Passage given »
I wanted to ask about the output distribution of floating-point rand()
: Naively, I would have expected the following distribution:
-the sign bit is zero
-the mantissa is a random bitstring
-the signigicant is an exponentially distributed integer, e.g. const-leading_zeros
of an infinite bitstream
-subnormals can be rounded to zero, but should not appear in real life for 32-bit or 64-bit numbers (probability of 2^(-2^(7)) for Float32 which is approximately never)
This corresponds to sampling a random real number in [0,1], according to uniform distribution, and rounding down to the next representable floating point number.
In reality, this is not the case:
julia> function ff(N,k, fT,iT)
for n=1:N
r=rand(fT)
i=0
if r < 2.0^(-k)
rr=reinterpret(iT, r)
@show r
@show rr
i+=1
i>10 && return nothing
end end
nothing
end
julia> srand(42); ff(1<<25, 24, Float64, UInt64)
r = 5.29506605229102e-8
rr = 0x3e6c6d7bbe000000
julia> srand(42); ff(1<<25, 24, Float32, UInt32)
r = 0.0f0
rr = 0x00000000
r = 0.0f0
rr = 0x00000000
r = 0.0f0
rr = 0x00000000
r = 0.0f0
rr = 0x00000000
From this it is pretty clear that a more naive construction is used; e.g. setting the mantissa as a random bitstring, and float-subtracting one, which corresponds to setting mantissa0=rand52; significant=const+leading_zeros(mantissa0); mantissa = mantissa0 << (leading_zeros(mantissa0)+1)
, which shifts in all-zero bits from the right, instead of shifting in random bits.
Is this distribution standard / intended?
Should this be documented? (i.e. the fact that only 23/52-bit fixed-point numbers are generated and the the probability of rand(Float32)==0
is very large)

Written instruction 1 »
In the forum post on floating-point rand(), what hexadecimal value of rr is printed in the Float64 run?
The forum post and the listing are unrelated.

Supplied entries »
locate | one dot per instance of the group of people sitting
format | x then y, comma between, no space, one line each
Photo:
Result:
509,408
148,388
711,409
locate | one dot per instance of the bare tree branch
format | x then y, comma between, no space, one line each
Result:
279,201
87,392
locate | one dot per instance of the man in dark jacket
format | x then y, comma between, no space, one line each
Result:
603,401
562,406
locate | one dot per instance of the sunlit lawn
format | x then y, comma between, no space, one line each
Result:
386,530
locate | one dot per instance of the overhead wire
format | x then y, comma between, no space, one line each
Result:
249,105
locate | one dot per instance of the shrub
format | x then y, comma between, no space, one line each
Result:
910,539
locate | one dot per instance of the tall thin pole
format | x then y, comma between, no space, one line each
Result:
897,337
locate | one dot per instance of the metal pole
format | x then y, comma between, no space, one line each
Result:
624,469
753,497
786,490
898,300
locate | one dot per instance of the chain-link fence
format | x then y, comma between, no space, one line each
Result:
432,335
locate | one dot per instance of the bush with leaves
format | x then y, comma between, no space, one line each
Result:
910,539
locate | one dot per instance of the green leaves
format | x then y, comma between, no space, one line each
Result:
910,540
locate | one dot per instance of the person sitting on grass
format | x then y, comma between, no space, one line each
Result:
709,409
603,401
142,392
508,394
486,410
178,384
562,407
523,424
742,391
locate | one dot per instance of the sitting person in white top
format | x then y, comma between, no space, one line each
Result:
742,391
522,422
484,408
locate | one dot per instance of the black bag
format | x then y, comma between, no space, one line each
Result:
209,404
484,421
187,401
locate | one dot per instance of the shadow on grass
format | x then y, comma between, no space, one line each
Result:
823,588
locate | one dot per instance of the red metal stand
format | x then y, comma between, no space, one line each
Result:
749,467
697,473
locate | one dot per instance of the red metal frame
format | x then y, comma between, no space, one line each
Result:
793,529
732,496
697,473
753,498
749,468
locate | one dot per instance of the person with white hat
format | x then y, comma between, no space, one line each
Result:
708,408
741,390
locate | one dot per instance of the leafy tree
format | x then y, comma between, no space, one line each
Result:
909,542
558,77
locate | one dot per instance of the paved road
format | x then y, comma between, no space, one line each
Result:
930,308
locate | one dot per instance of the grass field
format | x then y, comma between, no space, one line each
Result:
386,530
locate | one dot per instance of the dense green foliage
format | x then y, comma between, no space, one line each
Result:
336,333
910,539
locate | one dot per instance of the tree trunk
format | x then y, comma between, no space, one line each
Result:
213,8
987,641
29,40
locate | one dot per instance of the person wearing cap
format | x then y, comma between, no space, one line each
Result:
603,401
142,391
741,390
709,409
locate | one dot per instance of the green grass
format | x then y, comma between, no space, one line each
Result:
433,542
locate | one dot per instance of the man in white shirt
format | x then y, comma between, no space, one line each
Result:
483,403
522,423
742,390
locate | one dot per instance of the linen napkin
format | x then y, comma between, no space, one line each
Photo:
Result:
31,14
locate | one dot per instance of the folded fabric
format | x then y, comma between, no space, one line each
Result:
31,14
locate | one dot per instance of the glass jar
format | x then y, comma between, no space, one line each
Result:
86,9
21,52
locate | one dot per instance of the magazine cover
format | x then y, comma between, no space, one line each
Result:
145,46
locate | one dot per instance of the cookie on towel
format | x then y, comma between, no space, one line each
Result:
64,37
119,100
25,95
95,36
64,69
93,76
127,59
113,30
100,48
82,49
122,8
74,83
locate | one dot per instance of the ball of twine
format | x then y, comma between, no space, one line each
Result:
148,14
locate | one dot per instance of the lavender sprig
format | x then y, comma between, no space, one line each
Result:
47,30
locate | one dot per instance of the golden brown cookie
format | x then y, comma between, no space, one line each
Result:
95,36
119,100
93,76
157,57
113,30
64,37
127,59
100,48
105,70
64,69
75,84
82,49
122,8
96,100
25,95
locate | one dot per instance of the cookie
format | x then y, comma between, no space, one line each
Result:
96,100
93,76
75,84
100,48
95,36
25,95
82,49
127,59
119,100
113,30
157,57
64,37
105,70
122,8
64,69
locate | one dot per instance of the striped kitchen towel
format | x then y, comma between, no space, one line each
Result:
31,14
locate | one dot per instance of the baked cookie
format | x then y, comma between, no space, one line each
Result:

Written instruction 2 »
Show each line of the listing that contains the string "towel". Case counts.

Exercise output 1 »
0x3e6c6d7bbe000000

Exercise output 2 »
locate | one dot per instance of the cookie on towel
locate | one dot per instance of the striped kitchen towel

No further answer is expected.